# What is needed:
Copy every record below exactly as written, but leave out the pictures.

[Data extracted from a collection]
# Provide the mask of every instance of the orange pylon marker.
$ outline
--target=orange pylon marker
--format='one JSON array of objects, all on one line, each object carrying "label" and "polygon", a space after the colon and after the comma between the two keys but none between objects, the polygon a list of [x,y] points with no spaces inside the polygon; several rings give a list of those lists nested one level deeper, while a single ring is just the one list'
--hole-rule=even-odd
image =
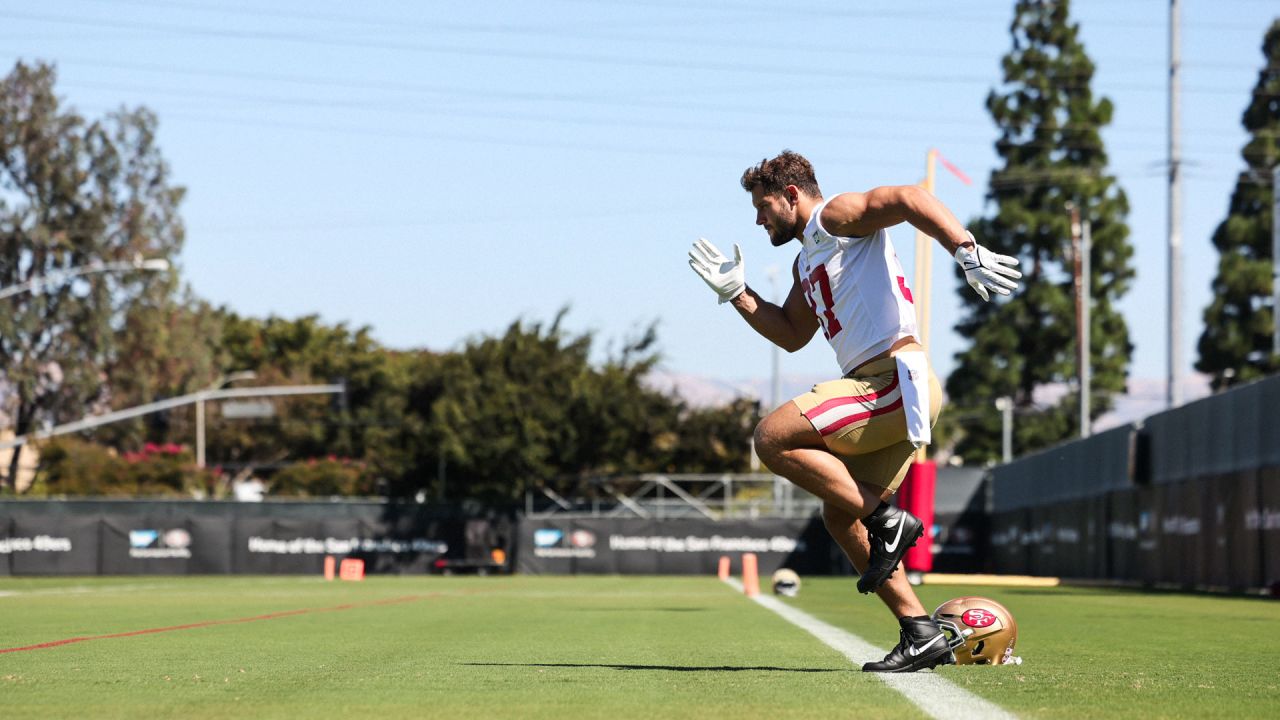
[{"label": "orange pylon marker", "polygon": [[332,555],[324,556],[324,579],[333,580],[333,576],[338,567],[338,561],[333,559]]},{"label": "orange pylon marker", "polygon": [[720,556],[720,579],[721,580],[729,579],[729,556],[728,555]]},{"label": "orange pylon marker", "polygon": [[364,561],[355,558],[347,558],[338,566],[338,577],[343,580],[363,580],[364,579]]},{"label": "orange pylon marker", "polygon": [[756,567],[756,554],[745,553],[742,556],[742,591],[747,597],[760,594],[760,575]]}]

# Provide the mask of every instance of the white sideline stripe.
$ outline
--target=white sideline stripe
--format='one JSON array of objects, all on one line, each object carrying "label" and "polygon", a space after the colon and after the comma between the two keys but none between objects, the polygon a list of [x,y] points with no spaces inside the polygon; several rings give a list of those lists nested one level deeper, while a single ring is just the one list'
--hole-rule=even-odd
[{"label": "white sideline stripe", "polygon": [[[742,583],[735,578],[725,580],[738,592],[742,592]],[[887,650],[866,642],[862,638],[834,625],[828,625],[814,616],[785,603],[761,594],[754,598],[757,603],[782,616],[784,620],[795,625],[810,635],[818,638],[824,645],[844,655],[861,668],[862,663],[879,660]],[[931,672],[915,673],[871,673],[884,684],[902,693],[908,700],[930,717],[938,720],[972,720],[979,718],[999,718],[1012,720],[1016,715],[987,700],[964,690],[941,675]]]},{"label": "white sideline stripe", "polygon": [[136,592],[140,590],[156,590],[164,585],[110,585],[87,586],[72,585],[59,588],[40,588],[38,590],[0,590],[0,598],[33,597],[37,595],[106,595],[110,593]]}]

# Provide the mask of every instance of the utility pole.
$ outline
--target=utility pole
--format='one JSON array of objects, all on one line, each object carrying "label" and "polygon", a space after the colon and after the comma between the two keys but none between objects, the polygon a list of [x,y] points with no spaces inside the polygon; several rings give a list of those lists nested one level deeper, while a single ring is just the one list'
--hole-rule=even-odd
[{"label": "utility pole", "polygon": [[1080,207],[1067,203],[1071,213],[1071,276],[1074,279],[1076,301],[1076,369],[1080,382],[1080,437],[1089,437],[1089,221],[1080,221]]},{"label": "utility pole", "polygon": [[1087,438],[1093,432],[1092,420],[1089,417],[1090,396],[1093,392],[1093,358],[1090,355],[1089,323],[1091,305],[1093,304],[1093,283],[1089,255],[1093,248],[1092,225],[1086,219],[1080,232],[1080,303],[1077,337],[1080,338],[1080,437]]},{"label": "utility pole", "polygon": [[1280,165],[1271,168],[1271,352],[1280,355]]},{"label": "utility pole", "polygon": [[1182,404],[1182,151],[1179,76],[1182,72],[1180,0],[1169,0],[1169,407]]},{"label": "utility pole", "polygon": [[[769,273],[769,287],[773,290],[773,302],[774,304],[781,306],[783,298],[778,293],[778,266],[770,265],[767,272]],[[773,406],[770,408],[772,411],[776,410],[778,406],[782,404],[782,378],[780,374],[782,361],[780,360],[781,356],[778,353],[780,348],[774,343],[769,343],[769,347],[771,348],[772,353],[769,358],[769,364],[771,366],[769,376],[769,403]]]},{"label": "utility pole", "polygon": [[[920,185],[930,195],[933,194],[935,161],[938,158],[938,151],[930,148],[925,156],[924,166],[924,182]],[[916,329],[920,333],[920,337],[916,338],[925,350],[929,349],[929,290],[933,286],[933,240],[924,234],[922,230],[916,230],[916,267],[915,282],[912,289],[915,291],[913,296],[913,305],[916,306]]]},{"label": "utility pole", "polygon": [[[938,158],[938,151],[932,148],[925,155],[924,163],[924,182],[921,186],[930,195],[933,194],[934,177],[935,177],[935,161]],[[933,287],[933,239],[924,234],[923,230],[916,230],[916,267],[915,267],[915,295],[912,297],[912,304],[916,307],[916,333],[919,335],[916,339],[924,347],[925,352],[929,351],[929,303],[932,298],[930,291]],[[929,457],[928,446],[916,448],[915,462],[925,462]]]}]

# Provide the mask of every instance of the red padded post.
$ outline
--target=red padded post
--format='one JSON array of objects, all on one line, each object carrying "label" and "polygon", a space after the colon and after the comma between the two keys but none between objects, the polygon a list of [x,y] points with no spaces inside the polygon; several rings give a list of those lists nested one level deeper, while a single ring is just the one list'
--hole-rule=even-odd
[{"label": "red padded post", "polygon": [[924,535],[907,550],[903,566],[908,571],[933,570],[933,494],[938,481],[938,464],[932,460],[912,463],[898,488],[898,507],[920,518]]}]

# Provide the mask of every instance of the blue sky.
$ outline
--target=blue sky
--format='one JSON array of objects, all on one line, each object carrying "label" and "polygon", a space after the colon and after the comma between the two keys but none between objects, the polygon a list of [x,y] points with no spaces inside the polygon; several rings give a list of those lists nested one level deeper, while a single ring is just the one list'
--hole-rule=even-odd
[{"label": "blue sky", "polygon": [[[1274,2],[1183,3],[1184,371],[1195,360]],[[941,11],[940,8],[946,8]],[[449,350],[517,318],[594,331],[657,321],[664,367],[726,381],[770,350],[685,262],[771,248],[738,177],[783,148],[828,195],[939,172],[962,221],[989,213],[984,106],[1012,2],[760,0],[341,3],[41,0],[0,6],[0,57],[57,64],[81,112],[145,105],[188,188],[179,258],[194,292],[256,316],[317,313],[396,348]],[[1132,374],[1165,373],[1168,3],[1078,0],[1104,132],[1128,193],[1137,280],[1121,304]],[[914,232],[893,231],[908,276]],[[954,366],[959,282],[934,250],[931,357]],[[816,337],[787,375],[830,375]]]}]

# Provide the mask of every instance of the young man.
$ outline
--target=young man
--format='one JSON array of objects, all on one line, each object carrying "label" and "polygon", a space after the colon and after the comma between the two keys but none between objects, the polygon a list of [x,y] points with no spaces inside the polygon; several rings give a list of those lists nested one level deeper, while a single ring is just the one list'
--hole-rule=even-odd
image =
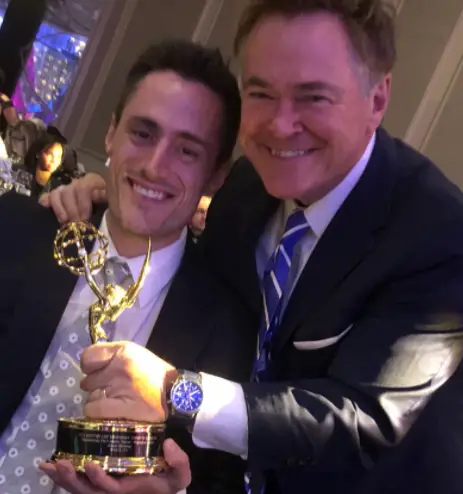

# Task output:
# Provide the mask of every instance of the orange pylon marker.
$ outline
--target=orange pylon marker
--format='one JSON array of objects, all on one line, each object carrying "label" and "polygon", a space after the colon and after the comma between the two keys but none between objects, the polygon a list of [x,y] points with no spaces inside the polygon; several rings give a list of those lists nested one level deeper, while a single ring is just the one list'
--hole-rule=even-odd
image =
[{"label": "orange pylon marker", "polygon": [[332,555],[324,556],[324,579],[333,580],[333,576],[338,567],[338,561],[333,559]]},{"label": "orange pylon marker", "polygon": [[720,556],[720,579],[721,580],[729,579],[729,556],[728,555]]},{"label": "orange pylon marker", "polygon": [[364,561],[355,558],[347,558],[338,566],[338,577],[343,580],[363,580],[364,579]]},{"label": "orange pylon marker", "polygon": [[756,567],[756,554],[745,553],[742,556],[742,591],[747,597],[760,594],[760,575]]}]

# Provide the mask of every instance of the white sideline stripe.
$ outline
--target=white sideline stripe
--format='one JSON array of objects, all on one line, each object carrying "label" and "polygon", a space after the colon and after the comma between the two keys but none between objects, the polygon a list of [x,y] points with no spaces inside the polygon; several rings give a list of those lists nested one level deeper, while a single ring is just the one list'
--hole-rule=even-odd
[{"label": "white sideline stripe", "polygon": [[[742,583],[735,578],[725,580],[738,592],[742,592]],[[887,650],[866,642],[862,638],[834,625],[828,625],[814,616],[785,603],[761,594],[754,598],[757,603],[782,616],[784,620],[795,625],[810,635],[818,638],[824,645],[844,655],[861,668],[862,663],[879,660]],[[931,672],[915,673],[871,673],[884,684],[902,693],[908,700],[930,717],[938,720],[972,720],[979,718],[999,718],[1012,720],[1016,715],[987,700],[964,690],[941,675]]]},{"label": "white sideline stripe", "polygon": [[136,592],[140,590],[156,590],[164,585],[110,585],[87,586],[72,585],[59,588],[40,588],[38,590],[0,590],[0,598],[33,597],[37,595],[106,595],[110,593]]}]

# Provide the mask of every instance of the utility pole.
$ outline
--target=utility pole
--format='one JSON array of objects, all on one line, each object carrying "label" and "polygon", a space after the colon and after the comma between the two keys but none between objects, the polygon a list of [x,y] points with no spaces inside the polygon; several rings give a list of those lists nested one level deeper, while a single ring is just the one list'
--hole-rule=even-odd
[{"label": "utility pole", "polygon": [[1080,207],[1067,203],[1071,213],[1071,276],[1074,279],[1076,301],[1076,369],[1080,382],[1080,437],[1089,437],[1089,221],[1080,221]]},{"label": "utility pole", "polygon": [[1087,438],[1093,432],[1092,420],[1089,417],[1090,396],[1093,392],[1093,358],[1090,355],[1089,323],[1091,305],[1093,304],[1093,283],[1089,255],[1093,248],[1092,225],[1086,219],[1080,232],[1080,303],[1077,337],[1080,338],[1080,437]]},{"label": "utility pole", "polygon": [[1280,165],[1271,168],[1271,352],[1280,355]]},{"label": "utility pole", "polygon": [[1182,404],[1182,151],[1179,76],[1182,72],[1180,0],[1169,0],[1169,407]]},{"label": "utility pole", "polygon": [[[769,273],[769,287],[773,290],[773,302],[774,304],[781,306],[783,298],[778,293],[778,266],[770,265],[767,272]],[[773,406],[770,408],[772,411],[776,410],[778,406],[782,404],[782,378],[780,374],[782,361],[780,360],[781,356],[778,353],[780,348],[774,343],[769,343],[769,347],[771,348],[772,353],[769,358],[769,364],[771,366],[769,376],[769,403]]]},{"label": "utility pole", "polygon": [[[920,185],[930,195],[933,194],[935,161],[938,158],[938,151],[930,148],[925,156],[924,166],[924,182]],[[916,329],[920,333],[920,337],[916,338],[925,350],[929,349],[929,290],[933,286],[933,240],[924,234],[922,230],[916,230],[916,267],[915,282],[912,289],[915,291],[913,296],[913,305],[916,306]]]},{"label": "utility pole", "polygon": [[[938,158],[938,151],[932,148],[925,155],[924,163],[924,182],[921,186],[930,195],[933,194],[934,177],[935,177],[935,161]],[[933,287],[933,239],[924,234],[923,230],[916,230],[916,267],[915,267],[915,295],[912,297],[912,304],[916,307],[916,333],[919,335],[916,339],[924,347],[925,352],[929,351],[929,303],[932,298],[930,291]],[[929,457],[928,446],[916,448],[915,462],[925,462]]]}]

# Provide the mask of every instance of the red padded post.
$ outline
--target=red padded post
--format='one JSON array of objects, all on one line, each object carrying "label" and "polygon", a space after the colon and after the comma between the two keys but none between objects, the polygon a list of [x,y] points with no spaces inside the polygon; several rings give a list of those lists nested one level deeper, while a single ring is just the one list'
--hole-rule=even-odd
[{"label": "red padded post", "polygon": [[924,535],[907,550],[903,566],[908,571],[933,570],[933,494],[938,481],[938,464],[932,460],[912,463],[898,488],[898,507],[920,518]]}]

# Provide the mask of every instance of the blue sky.
$ outline
--target=blue sky
--format='one JSON array of objects, all on one line, each object carrying "label" and "polygon", a space after the colon and after the comma between the two keys but none between objects, the polygon a list of [x,y] points with no spaces inside the polygon; several rings give a list of those lists nested one level deeper, while a single ring is just the one list'
--hole-rule=even-odd
[{"label": "blue sky", "polygon": [[[1274,2],[1183,3],[1184,371],[1195,360]],[[941,11],[940,8],[946,8]],[[449,350],[517,318],[594,331],[657,321],[664,367],[726,381],[770,350],[685,262],[771,248],[738,177],[783,148],[828,195],[939,172],[962,221],[989,213],[984,106],[1012,2],[760,0],[341,3],[41,0],[0,6],[0,57],[57,64],[81,112],[145,105],[188,188],[179,258],[194,292],[256,316],[317,313],[396,348]],[[1132,374],[1165,373],[1168,3],[1078,0],[1104,132],[1128,193],[1137,280],[1121,304]],[[914,232],[893,231],[908,276]],[[954,366],[959,282],[934,250],[931,357]],[[816,337],[787,375],[830,375]]]}]

# Provide the mask of every instance of the young man.
$ outline
--target=young man
--format='one JSON array of objects, all on one line, each object carrying "label" and "polygon", a space after the colon and after the comma between the two keys but none between objects, the polygon a list of [x,y] points with no spaces inside the polygon; several rings give a list of those lists nested one level deeper, while a single ring is just the one list'
--hole-rule=even-odd
image =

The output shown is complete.